[Segmentation dataset records]
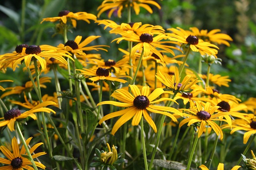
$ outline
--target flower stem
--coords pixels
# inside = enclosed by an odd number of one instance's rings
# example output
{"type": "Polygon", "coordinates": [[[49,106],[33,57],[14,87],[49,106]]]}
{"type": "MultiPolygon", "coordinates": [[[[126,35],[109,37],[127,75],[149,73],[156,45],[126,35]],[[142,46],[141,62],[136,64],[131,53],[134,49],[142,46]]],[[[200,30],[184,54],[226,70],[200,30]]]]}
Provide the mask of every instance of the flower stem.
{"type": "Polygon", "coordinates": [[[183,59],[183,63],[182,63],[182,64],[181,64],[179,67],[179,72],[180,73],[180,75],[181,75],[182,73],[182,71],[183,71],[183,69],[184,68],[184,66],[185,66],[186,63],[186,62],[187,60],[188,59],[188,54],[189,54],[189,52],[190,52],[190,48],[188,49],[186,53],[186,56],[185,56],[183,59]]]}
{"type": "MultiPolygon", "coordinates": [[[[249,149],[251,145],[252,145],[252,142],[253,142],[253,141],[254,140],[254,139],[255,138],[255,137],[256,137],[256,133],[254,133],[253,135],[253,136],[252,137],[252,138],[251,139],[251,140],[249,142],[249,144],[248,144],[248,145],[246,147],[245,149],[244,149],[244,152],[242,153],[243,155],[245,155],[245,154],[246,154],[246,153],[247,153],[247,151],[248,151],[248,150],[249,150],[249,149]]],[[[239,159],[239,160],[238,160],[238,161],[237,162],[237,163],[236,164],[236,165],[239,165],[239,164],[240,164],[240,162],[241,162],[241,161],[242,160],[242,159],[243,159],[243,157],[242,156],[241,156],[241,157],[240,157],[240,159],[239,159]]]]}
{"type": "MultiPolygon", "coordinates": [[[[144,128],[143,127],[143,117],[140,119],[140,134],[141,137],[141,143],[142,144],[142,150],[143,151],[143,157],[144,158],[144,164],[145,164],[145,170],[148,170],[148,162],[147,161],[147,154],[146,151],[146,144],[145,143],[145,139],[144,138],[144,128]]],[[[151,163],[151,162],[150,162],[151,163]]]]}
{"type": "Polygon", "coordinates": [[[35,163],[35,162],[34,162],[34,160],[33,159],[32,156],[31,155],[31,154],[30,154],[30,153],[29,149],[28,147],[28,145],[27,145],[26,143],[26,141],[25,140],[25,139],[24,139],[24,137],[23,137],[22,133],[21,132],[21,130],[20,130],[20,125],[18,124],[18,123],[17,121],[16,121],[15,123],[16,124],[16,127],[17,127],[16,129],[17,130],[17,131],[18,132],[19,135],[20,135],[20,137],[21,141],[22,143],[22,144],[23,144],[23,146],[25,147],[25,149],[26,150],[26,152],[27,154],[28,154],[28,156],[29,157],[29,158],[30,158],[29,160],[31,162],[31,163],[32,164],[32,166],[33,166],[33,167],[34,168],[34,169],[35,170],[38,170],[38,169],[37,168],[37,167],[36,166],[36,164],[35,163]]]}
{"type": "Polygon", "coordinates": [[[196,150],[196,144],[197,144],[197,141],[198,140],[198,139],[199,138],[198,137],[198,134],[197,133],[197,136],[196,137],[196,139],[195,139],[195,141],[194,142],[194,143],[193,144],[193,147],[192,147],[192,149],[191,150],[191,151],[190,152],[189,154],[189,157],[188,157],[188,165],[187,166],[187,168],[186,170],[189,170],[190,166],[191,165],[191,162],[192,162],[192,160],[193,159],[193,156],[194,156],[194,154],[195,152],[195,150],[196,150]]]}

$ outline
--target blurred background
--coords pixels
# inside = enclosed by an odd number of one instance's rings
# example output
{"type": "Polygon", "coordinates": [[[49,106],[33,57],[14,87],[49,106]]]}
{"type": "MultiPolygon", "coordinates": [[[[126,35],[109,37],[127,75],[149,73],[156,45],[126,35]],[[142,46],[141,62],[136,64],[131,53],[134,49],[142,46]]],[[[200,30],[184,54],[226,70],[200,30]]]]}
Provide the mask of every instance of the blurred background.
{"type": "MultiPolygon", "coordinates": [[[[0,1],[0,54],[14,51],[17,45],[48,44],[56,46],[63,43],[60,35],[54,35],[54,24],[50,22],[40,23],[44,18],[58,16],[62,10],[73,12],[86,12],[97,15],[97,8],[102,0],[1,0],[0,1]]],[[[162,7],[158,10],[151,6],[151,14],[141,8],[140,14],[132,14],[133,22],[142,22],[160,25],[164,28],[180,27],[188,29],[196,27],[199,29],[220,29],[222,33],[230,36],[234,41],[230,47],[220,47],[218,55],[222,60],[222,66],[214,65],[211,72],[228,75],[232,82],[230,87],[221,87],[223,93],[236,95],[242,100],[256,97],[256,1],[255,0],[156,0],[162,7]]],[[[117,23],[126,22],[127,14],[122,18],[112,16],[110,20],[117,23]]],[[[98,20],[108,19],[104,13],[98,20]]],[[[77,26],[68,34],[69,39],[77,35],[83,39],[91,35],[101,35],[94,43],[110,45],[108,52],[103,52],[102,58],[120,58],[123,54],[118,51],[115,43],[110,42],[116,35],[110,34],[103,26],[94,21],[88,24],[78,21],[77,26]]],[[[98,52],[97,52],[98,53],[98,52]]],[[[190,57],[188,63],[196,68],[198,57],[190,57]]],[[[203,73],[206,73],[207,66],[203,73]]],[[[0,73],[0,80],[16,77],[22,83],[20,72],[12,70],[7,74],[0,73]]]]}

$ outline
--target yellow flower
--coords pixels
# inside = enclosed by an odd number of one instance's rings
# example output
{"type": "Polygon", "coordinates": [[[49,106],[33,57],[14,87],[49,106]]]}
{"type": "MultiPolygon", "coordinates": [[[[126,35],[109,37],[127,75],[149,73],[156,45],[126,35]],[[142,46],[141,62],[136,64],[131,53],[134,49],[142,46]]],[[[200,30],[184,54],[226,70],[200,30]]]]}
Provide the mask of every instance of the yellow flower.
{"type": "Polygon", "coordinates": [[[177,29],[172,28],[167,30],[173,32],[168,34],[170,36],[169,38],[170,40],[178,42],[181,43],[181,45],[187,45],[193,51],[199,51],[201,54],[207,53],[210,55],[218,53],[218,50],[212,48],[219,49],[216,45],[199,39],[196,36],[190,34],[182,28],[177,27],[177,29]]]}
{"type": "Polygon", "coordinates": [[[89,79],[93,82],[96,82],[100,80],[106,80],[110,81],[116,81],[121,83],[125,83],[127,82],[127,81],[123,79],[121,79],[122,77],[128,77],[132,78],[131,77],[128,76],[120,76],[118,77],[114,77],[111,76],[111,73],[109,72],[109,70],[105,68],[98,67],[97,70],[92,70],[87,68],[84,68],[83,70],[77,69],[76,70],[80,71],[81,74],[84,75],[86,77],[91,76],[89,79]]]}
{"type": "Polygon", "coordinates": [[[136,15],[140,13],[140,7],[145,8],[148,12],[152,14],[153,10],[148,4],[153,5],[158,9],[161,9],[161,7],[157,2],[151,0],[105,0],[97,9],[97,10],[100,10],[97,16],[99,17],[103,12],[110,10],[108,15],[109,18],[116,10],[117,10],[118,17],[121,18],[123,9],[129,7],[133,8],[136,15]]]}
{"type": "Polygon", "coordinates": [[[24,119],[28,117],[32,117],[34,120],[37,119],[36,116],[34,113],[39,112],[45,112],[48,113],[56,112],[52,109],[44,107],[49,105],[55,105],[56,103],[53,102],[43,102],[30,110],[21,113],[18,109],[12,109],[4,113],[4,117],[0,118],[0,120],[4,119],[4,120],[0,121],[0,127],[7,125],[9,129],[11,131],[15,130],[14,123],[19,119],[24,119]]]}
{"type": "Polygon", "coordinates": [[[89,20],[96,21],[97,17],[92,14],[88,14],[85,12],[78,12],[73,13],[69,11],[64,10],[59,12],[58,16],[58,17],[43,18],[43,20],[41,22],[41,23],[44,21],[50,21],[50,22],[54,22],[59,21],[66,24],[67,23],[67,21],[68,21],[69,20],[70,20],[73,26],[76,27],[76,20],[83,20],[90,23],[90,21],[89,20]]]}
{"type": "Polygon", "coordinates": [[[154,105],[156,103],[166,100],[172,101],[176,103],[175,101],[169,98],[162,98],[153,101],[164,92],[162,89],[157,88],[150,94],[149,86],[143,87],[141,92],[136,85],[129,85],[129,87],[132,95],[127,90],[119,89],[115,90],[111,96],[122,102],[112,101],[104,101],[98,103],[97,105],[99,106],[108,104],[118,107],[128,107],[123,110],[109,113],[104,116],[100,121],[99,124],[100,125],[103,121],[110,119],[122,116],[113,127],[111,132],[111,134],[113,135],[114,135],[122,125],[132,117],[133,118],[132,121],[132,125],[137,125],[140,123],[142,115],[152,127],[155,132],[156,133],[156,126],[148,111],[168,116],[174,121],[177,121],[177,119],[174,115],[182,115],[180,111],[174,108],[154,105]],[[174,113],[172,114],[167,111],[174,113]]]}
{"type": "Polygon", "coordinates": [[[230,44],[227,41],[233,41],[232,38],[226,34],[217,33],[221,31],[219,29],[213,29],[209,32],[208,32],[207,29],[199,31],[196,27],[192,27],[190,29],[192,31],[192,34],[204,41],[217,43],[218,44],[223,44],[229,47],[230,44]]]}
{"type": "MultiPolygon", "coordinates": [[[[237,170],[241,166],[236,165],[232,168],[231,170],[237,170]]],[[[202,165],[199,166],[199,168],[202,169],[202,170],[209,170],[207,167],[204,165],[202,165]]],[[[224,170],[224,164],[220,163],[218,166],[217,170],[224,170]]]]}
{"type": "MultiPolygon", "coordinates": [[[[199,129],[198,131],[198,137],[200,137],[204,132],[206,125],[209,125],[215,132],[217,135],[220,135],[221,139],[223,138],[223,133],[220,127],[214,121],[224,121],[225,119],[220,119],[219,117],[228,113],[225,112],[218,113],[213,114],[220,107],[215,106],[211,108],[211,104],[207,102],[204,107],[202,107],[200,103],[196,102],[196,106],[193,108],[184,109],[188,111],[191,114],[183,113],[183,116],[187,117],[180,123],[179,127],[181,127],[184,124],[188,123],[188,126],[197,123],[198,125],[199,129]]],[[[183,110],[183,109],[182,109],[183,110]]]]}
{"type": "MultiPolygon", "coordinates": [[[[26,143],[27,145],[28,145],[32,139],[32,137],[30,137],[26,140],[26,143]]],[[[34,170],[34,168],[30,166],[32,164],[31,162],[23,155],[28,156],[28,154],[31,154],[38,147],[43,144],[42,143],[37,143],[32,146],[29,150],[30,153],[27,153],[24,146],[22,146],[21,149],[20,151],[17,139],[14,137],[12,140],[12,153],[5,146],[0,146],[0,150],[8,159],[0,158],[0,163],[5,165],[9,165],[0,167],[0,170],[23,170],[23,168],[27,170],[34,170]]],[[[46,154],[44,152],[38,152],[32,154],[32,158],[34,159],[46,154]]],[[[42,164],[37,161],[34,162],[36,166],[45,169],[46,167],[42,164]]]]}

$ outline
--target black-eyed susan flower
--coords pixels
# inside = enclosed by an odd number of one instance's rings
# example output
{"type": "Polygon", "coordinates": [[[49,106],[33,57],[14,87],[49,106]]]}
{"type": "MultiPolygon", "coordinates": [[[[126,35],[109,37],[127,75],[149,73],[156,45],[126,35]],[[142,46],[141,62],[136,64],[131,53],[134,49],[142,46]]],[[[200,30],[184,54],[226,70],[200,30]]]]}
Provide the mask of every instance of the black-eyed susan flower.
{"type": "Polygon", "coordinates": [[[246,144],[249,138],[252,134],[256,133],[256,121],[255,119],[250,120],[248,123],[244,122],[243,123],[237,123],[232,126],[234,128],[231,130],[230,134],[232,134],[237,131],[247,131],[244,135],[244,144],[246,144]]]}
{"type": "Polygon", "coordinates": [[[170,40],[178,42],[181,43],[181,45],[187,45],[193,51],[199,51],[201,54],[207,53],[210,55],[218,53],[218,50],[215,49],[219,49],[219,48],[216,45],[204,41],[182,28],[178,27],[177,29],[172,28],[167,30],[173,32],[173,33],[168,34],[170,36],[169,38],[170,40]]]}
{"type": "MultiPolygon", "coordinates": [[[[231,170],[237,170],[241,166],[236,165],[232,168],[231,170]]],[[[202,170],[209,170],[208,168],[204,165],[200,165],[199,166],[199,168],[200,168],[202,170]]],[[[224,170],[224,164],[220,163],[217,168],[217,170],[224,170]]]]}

_Set exercise_: Please rewrite the records from the start through the line containing "Provide the mask of every instance of the flower", with "stem" replaced by "stalk" and everything else unchanged. Omit the pictures from your answer.

_Response below_:
$ outline
--target flower stalk
--coords pixels
# inside = enclosed by an odd number of one instance's rings
# example output
{"type": "Polygon", "coordinates": [[[49,106],[33,57],[14,87],[49,106]]]}
{"type": "MultiPolygon", "coordinates": [[[[126,35],[109,37],[127,75],[149,73],[156,45],[126,35]],[[142,46],[141,62],[136,64],[131,53],[134,49],[142,46]]],[[[200,30],[184,54],[226,70],[200,30]]]]}
Provide the mask of every instance of the flower stalk.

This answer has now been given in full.